(Provided passage)
■ ■ ■ ■ ■
An actor gets notes from a director in a boxing ring.
Will Smith, left, as Muhammad Ali with director Michael Mann on the set of “Ali.”
(Frank Connor / Columbia Pictures)

Michael Mann has already come up here a few times recently around the release of his new film “Ferrari,” still in theaters. The American Cinematheque is launching a tribute series this weekend, with Mann in person for a number of Q&As. The sharpness and vividness with which he recalls production details of his older films is riveting and will make for a great series of conversations. While the screenings are already sold out, there will be standby lines available.

The series will also bring into focus the ways in which Mann returns to certain archetypes throughout his work, but always brings something new, whether technically in his craft or in his ongoing examinations of masculine identity.
■ ■ ■ ■ ■
(Record list)
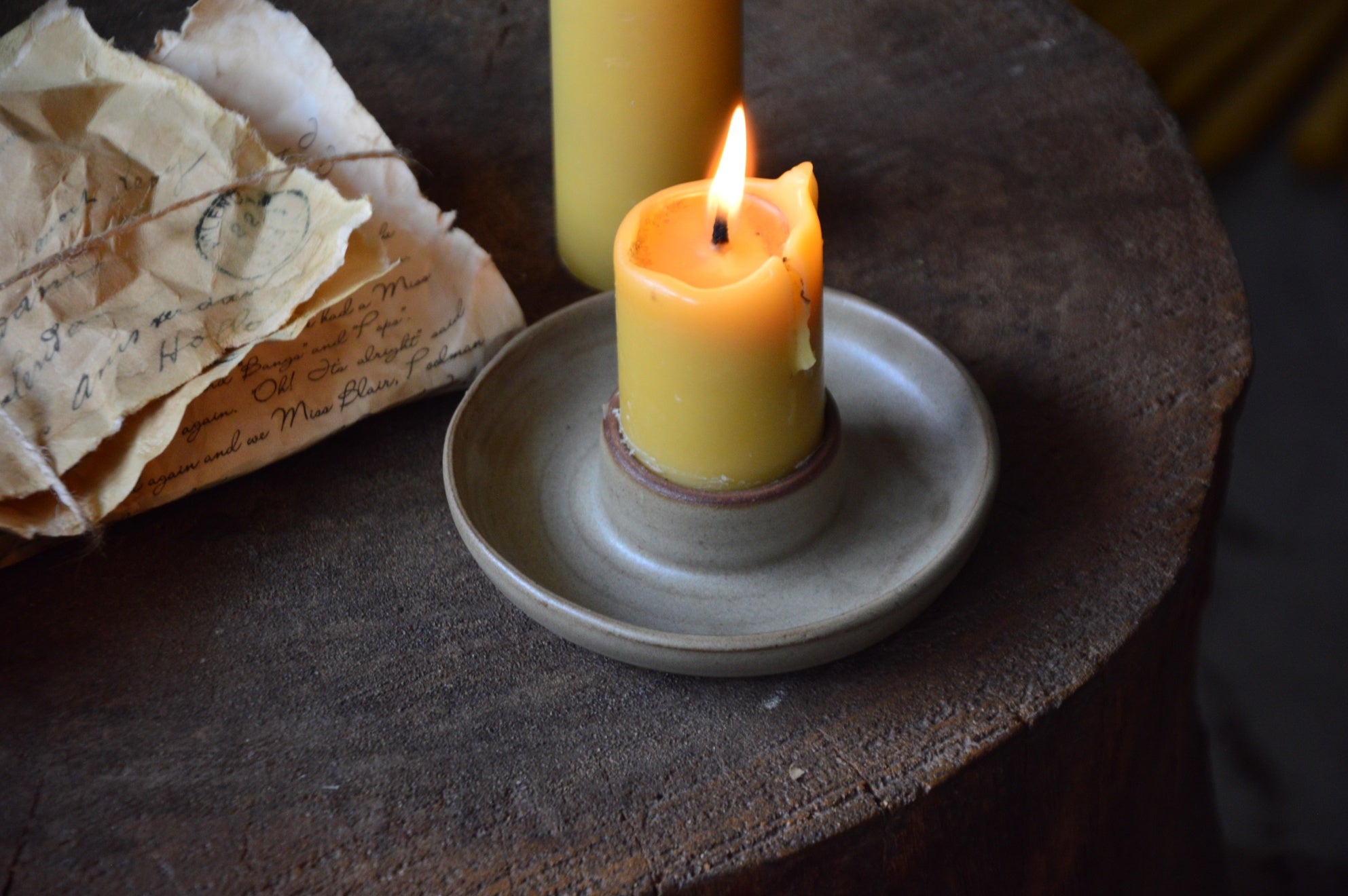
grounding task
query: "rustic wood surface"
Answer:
[0,0,1250,896]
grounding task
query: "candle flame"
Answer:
[706,105,748,241]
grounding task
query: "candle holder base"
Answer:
[443,290,998,676]
[597,392,844,570]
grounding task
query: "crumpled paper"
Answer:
[0,0,523,560]
[0,0,387,538]
[117,0,524,516]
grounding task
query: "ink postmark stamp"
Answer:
[194,190,309,280]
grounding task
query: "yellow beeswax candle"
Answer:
[550,0,743,290]
[613,112,824,491]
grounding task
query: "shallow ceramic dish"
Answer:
[443,290,998,676]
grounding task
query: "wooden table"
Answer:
[0,0,1251,896]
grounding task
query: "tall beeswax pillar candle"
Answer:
[550,0,743,290]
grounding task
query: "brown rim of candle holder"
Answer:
[604,390,843,506]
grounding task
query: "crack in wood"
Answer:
[0,777,45,896]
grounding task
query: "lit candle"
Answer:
[550,0,743,290]
[613,109,824,491]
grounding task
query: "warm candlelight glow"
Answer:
[706,105,748,245]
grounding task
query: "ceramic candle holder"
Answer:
[598,392,844,570]
[443,288,998,675]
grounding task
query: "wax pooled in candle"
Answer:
[613,163,824,491]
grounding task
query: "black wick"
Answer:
[712,214,731,245]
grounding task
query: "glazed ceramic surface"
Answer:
[445,290,998,675]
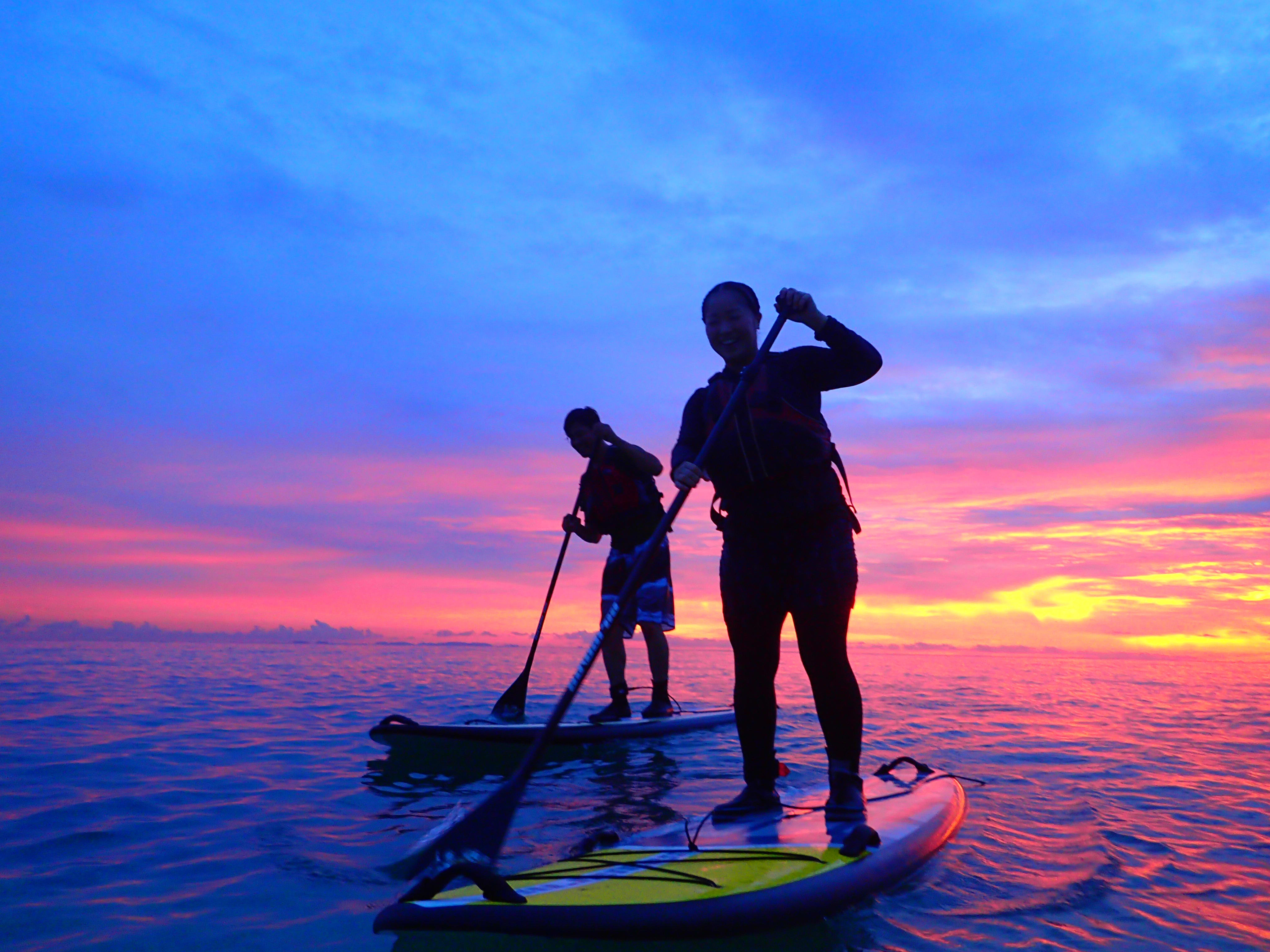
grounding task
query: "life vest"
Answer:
[580,452,662,528]
[702,360,864,534]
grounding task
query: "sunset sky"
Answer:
[0,0,1270,651]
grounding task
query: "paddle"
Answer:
[489,487,589,724]
[380,315,785,880]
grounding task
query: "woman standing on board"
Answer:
[671,280,881,825]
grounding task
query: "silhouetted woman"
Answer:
[671,280,881,825]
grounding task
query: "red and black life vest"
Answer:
[702,360,862,533]
[580,451,662,532]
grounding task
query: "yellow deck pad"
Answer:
[419,844,860,906]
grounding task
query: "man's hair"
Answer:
[701,280,763,320]
[564,406,599,433]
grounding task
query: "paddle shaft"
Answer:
[522,489,582,679]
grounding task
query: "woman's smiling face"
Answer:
[701,288,759,364]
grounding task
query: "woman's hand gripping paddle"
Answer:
[380,314,786,899]
[489,485,591,724]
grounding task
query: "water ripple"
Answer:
[0,642,1270,952]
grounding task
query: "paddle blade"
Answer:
[489,668,530,724]
[380,774,526,881]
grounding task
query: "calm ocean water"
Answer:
[0,642,1270,952]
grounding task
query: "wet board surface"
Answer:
[371,708,737,746]
[375,772,966,939]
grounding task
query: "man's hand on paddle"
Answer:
[560,513,603,544]
[671,460,710,489]
[776,288,829,331]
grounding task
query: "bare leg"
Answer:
[601,627,630,685]
[640,622,671,683]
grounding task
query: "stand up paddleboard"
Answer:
[371,707,737,748]
[375,765,966,939]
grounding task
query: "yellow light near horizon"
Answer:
[868,575,1191,622]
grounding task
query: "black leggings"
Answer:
[719,513,864,786]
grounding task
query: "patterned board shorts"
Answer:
[599,538,674,638]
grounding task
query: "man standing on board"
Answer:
[671,280,881,838]
[564,406,674,724]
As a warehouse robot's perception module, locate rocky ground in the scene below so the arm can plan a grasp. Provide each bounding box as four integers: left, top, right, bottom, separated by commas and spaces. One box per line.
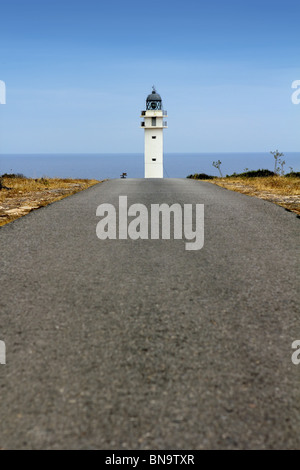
0, 181, 100, 226
209, 180, 300, 215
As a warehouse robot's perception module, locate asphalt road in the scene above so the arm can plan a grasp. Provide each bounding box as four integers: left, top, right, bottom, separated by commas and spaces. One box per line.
0, 179, 300, 450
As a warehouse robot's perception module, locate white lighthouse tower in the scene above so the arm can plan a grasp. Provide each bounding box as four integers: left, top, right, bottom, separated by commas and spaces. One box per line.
141, 87, 167, 178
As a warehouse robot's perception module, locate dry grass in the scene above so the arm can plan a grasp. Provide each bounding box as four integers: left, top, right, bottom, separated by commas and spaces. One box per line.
207, 176, 300, 214
0, 178, 100, 226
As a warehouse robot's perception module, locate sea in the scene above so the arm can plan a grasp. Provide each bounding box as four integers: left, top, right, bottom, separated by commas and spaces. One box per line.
0, 151, 300, 180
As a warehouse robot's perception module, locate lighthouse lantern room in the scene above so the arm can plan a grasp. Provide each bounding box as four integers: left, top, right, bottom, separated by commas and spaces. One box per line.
141, 87, 167, 178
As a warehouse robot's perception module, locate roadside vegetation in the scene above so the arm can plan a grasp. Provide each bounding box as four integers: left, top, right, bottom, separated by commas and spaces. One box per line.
0, 174, 100, 226
187, 150, 300, 215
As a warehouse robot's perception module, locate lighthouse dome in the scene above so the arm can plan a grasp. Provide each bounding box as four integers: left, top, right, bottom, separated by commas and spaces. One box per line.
146, 87, 162, 110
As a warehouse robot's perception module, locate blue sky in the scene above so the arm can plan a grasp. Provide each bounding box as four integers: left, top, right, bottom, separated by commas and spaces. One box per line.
0, 0, 300, 153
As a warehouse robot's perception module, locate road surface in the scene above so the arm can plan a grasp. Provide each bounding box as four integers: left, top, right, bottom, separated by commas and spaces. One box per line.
0, 179, 300, 450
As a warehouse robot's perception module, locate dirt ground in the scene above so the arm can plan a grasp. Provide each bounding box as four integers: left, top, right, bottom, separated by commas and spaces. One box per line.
0, 180, 99, 226
208, 180, 300, 215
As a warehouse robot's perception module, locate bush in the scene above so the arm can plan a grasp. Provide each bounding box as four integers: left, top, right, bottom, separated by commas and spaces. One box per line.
226, 170, 275, 178
285, 171, 300, 178
187, 173, 215, 180
1, 173, 27, 179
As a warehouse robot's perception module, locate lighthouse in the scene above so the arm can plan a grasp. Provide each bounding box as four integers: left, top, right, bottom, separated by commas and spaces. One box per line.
141, 87, 167, 178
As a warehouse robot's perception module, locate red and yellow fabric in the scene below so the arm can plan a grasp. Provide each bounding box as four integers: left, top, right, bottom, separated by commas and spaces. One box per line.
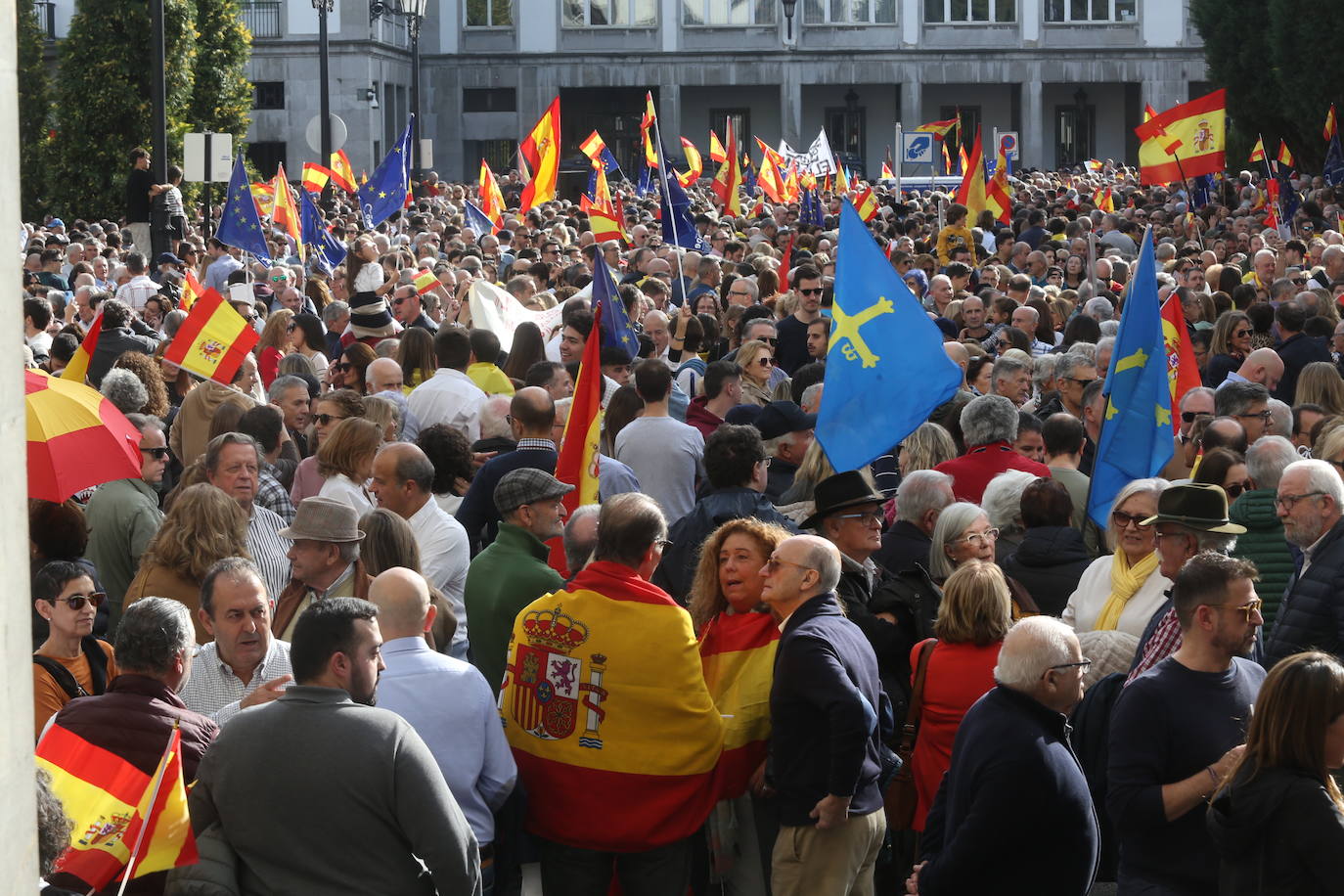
1135, 90, 1227, 184
331, 149, 357, 194
700, 612, 780, 799
518, 97, 560, 212
709, 121, 741, 217
61, 311, 103, 382
916, 118, 957, 140
709, 129, 733, 165
676, 137, 704, 188
500, 563, 723, 852
164, 289, 259, 384
1163, 292, 1203, 407
22, 371, 140, 503
304, 161, 332, 194
36, 726, 198, 889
■ ■ ■ ■ ■
(To do)
**1.** In the Michael Mann passage, what will be available even though the screenings are sold out?
**2.** Duplicate the Michael Mann passage word for word, from "Michael Mann has" to "standby lines available.".
**3.** Go on with the passage about the Michael Mann tribute series, starting after its final sentence.
The records aren't needed for this work.

(The responses)
**1.** Standby lines will be available.

**2.**
Michael Mann has already come up here a few times recently around the release of his new film “Ferrari,” still in theaters. The American Cinematheque is launching a tribute series this weekend, with Mann in person for a number of Q&As. The sharpness and vividness with which he recalls production details of his older films is riveting and will make for a great series of conversations. While the screenings are already sold out, there will be standby lines available.

**3.**
The series begins with a screening at the Egyptian of the 1995 film “Heat,” which has taken on a life of its own through fervent fandom. It will likely be the movie remembered as Mann’s singular masterwork. The performances by Robert De Niro and Al Pacino as, respectively, a thief and the cop out to catch him bring such intensity and power to the film. (“Heat” will also be playing in 35mm at the New Beverly Jan. 11-14.)

As Kenneth Turan wrote in his original review, “No one sees as much epic existential heroism in the romantic fatalism of hard men and the women who try to love them as Mann does.”

A woman and a man embrace.
Diane Venora and Al Pacino in “Heat.”
(Warner Bros)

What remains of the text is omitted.